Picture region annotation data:
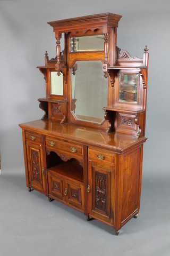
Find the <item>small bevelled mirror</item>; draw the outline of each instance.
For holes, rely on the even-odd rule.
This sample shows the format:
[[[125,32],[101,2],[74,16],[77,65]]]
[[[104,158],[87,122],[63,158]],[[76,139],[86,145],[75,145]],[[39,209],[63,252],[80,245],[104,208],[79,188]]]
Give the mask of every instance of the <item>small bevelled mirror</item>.
[[[107,105],[108,79],[100,61],[77,61],[71,69],[72,111],[78,120],[100,124]]]
[[[138,86],[138,74],[120,73],[119,101],[137,103]]]
[[[58,76],[57,72],[50,72],[50,94],[53,95],[63,95],[63,74],[61,73]]]
[[[71,52],[104,50],[104,35],[70,37]]]

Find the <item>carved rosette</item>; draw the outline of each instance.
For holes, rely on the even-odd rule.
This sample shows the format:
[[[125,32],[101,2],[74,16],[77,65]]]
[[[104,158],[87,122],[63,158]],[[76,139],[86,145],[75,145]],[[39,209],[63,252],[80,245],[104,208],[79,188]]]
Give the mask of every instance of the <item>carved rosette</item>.
[[[33,180],[40,182],[39,162],[38,152],[32,151],[31,159]]]
[[[96,172],[95,207],[105,212],[107,209],[106,179],[106,174]]]
[[[65,121],[66,116],[63,114],[64,111],[64,105],[62,103],[52,103],[52,114],[54,116],[57,116],[59,115],[62,116],[62,119],[60,123],[63,124]]]

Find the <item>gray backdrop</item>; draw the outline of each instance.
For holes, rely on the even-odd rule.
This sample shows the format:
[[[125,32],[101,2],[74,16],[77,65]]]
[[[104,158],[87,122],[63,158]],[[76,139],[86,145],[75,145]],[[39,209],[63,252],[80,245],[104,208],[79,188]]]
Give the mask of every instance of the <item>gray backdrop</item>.
[[[139,220],[131,220],[123,227],[118,239],[113,237],[107,225],[94,221],[83,226],[81,213],[56,202],[48,206],[47,198],[36,191],[28,195],[18,126],[44,115],[37,99],[45,96],[45,83],[36,68],[44,65],[45,51],[50,58],[56,56],[54,34],[46,22],[108,12],[123,16],[118,28],[118,47],[139,58],[146,44],[149,49],[148,139],[144,145],[141,215]],[[141,256],[170,255],[169,25],[169,0],[0,0],[0,217],[5,230],[1,233],[0,228],[1,255],[47,255],[47,244],[40,245],[46,239],[47,255],[50,252],[66,255],[69,251],[70,255],[90,256],[115,255],[114,252],[120,255],[136,255],[135,252]],[[77,225],[83,228],[82,232],[76,229]],[[65,238],[71,244],[64,246]],[[76,246],[77,254],[74,253]],[[32,248],[36,253],[31,253]]]
[[[97,4],[96,3],[97,3]],[[24,169],[18,124],[40,119],[37,99],[45,97],[44,53],[56,56],[47,21],[103,12],[122,15],[117,45],[142,58],[149,48],[148,101],[143,170],[168,171],[170,150],[170,2],[144,0],[0,1],[1,151],[2,172]]]

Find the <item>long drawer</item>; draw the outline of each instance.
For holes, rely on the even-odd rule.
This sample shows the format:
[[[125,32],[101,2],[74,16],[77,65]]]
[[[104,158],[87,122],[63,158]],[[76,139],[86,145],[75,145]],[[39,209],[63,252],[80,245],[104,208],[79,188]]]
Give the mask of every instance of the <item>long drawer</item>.
[[[110,151],[101,149],[94,147],[89,147],[88,158],[97,162],[114,165],[116,163],[116,155]]]
[[[73,155],[83,155],[83,147],[74,142],[71,143],[51,137],[46,137],[46,146],[64,151]]]

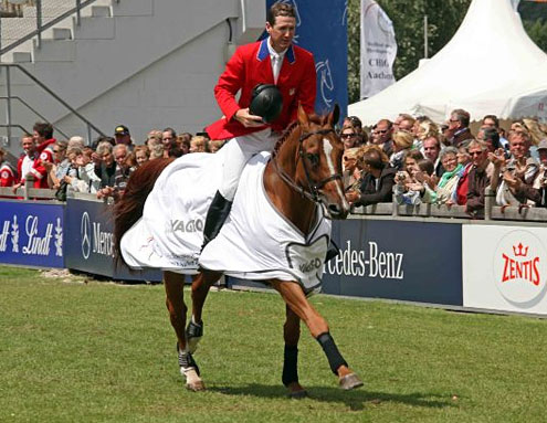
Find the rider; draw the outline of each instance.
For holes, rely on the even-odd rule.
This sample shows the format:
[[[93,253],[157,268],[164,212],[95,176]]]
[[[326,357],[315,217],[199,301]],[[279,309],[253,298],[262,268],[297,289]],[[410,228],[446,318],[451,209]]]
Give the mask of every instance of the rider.
[[[293,44],[296,29],[294,7],[274,3],[266,19],[269,38],[240,46],[214,87],[214,96],[224,116],[207,128],[211,139],[230,139],[222,182],[207,213],[203,246],[213,240],[230,214],[238,183],[246,161],[255,154],[272,150],[276,135],[296,119],[298,104],[314,112],[316,74],[313,54]],[[261,116],[249,112],[251,94],[259,84],[275,84],[283,96],[277,119],[265,125]],[[236,93],[241,91],[239,102]]]

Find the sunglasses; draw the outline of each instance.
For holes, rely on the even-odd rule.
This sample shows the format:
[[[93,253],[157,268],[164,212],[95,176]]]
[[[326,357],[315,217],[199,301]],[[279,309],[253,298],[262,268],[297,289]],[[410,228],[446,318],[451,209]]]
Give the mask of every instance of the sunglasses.
[[[340,138],[351,138],[351,137],[355,137],[357,134],[343,134],[340,135]]]

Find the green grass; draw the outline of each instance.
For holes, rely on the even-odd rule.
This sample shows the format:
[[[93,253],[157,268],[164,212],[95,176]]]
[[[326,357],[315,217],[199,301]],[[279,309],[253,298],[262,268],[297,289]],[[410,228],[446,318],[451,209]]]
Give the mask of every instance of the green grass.
[[[187,299],[189,293],[186,293]],[[365,388],[344,392],[303,327],[281,384],[277,295],[212,292],[188,392],[161,285],[0,267],[0,422],[545,422],[547,321],[316,296]]]

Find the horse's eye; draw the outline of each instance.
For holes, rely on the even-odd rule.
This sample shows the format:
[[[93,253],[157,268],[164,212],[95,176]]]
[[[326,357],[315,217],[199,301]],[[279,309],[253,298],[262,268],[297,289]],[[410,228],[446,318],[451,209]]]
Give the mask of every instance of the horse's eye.
[[[317,165],[319,165],[319,155],[308,152],[308,154],[306,155],[306,158],[308,159],[308,161],[309,161],[309,163],[311,163],[312,166],[317,166]]]

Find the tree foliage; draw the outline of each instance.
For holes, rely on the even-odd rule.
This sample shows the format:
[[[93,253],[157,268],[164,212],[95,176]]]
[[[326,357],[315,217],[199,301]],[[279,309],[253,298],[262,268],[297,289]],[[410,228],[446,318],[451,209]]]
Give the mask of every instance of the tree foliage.
[[[431,57],[452,39],[471,4],[471,0],[377,0],[377,2],[393,22],[398,44],[393,65],[396,80],[415,70],[420,59],[424,57],[423,17],[428,15],[428,50]],[[522,8],[523,6],[519,10]],[[529,7],[520,10],[525,28],[536,44],[547,51],[547,19],[537,20],[537,15],[545,17],[545,13],[538,13],[537,9],[533,9],[528,14],[528,10]],[[359,32],[360,0],[348,0],[349,103],[359,101]]]

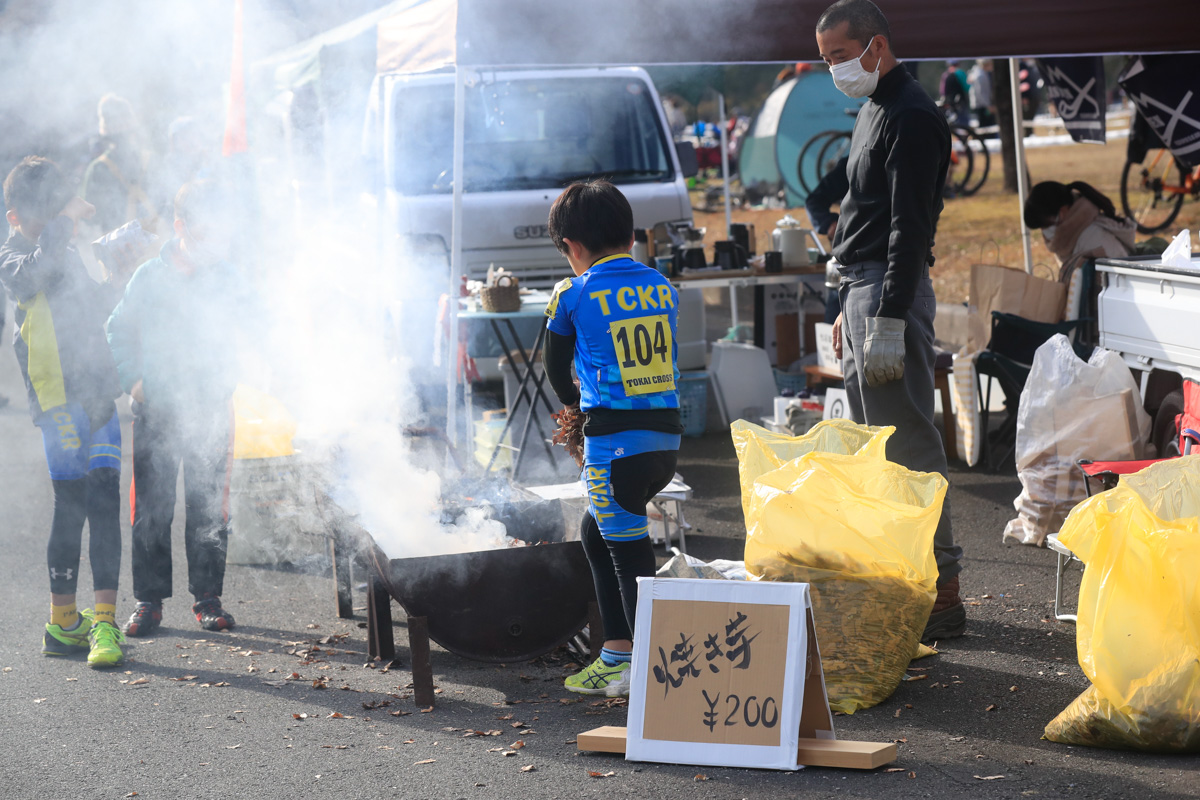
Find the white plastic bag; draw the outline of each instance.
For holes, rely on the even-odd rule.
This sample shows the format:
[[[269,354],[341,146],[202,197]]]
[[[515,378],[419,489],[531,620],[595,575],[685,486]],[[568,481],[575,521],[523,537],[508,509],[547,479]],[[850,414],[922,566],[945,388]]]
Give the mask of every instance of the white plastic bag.
[[[1080,458],[1146,457],[1151,421],[1138,384],[1116,353],[1098,348],[1086,363],[1058,333],[1038,348],[1016,415],[1021,494],[1004,540],[1040,546],[1087,497]]]
[[[983,444],[979,389],[976,385],[978,379],[976,359],[978,356],[978,350],[967,353],[967,348],[955,353],[954,383],[950,384],[950,393],[954,398],[954,426],[958,429],[955,445],[959,458],[967,467],[974,467],[979,463],[979,451]]]
[[[1195,266],[1192,263],[1190,230],[1181,230],[1180,234],[1171,240],[1171,243],[1166,246],[1166,249],[1163,251],[1163,265],[1180,266],[1183,269],[1192,269]]]

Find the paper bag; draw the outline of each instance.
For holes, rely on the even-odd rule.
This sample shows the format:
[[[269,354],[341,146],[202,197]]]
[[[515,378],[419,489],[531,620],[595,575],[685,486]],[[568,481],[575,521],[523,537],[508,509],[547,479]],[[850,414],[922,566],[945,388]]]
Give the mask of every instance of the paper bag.
[[[1036,323],[1057,323],[1062,320],[1067,302],[1067,287],[1058,281],[991,264],[971,265],[970,293],[970,353],[988,347],[988,339],[991,338],[991,312],[1002,311]]]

[What needs to be done]
Starting at the line containing "Find the tree" and ending after the line containing "Give the mask of every instance of the tree", switch "tree foliage" to "hedge leaves" and reproduce only those lines, leaving everything else untouched.

[Written response]
Find the hedge leaves; draw the outline of each instance.
For holes, rely on the even-odd rule.
This sample shows the format:
[[[93,253],[157,268],[164,212],[95,176]]]
[[[326,357],[315,217],[199,301]],[[279,309],[253,298],[262,268],[297,289]],[[410,228],[446,318],[451,209]]]
Give the mask of every instance of the hedge leaves.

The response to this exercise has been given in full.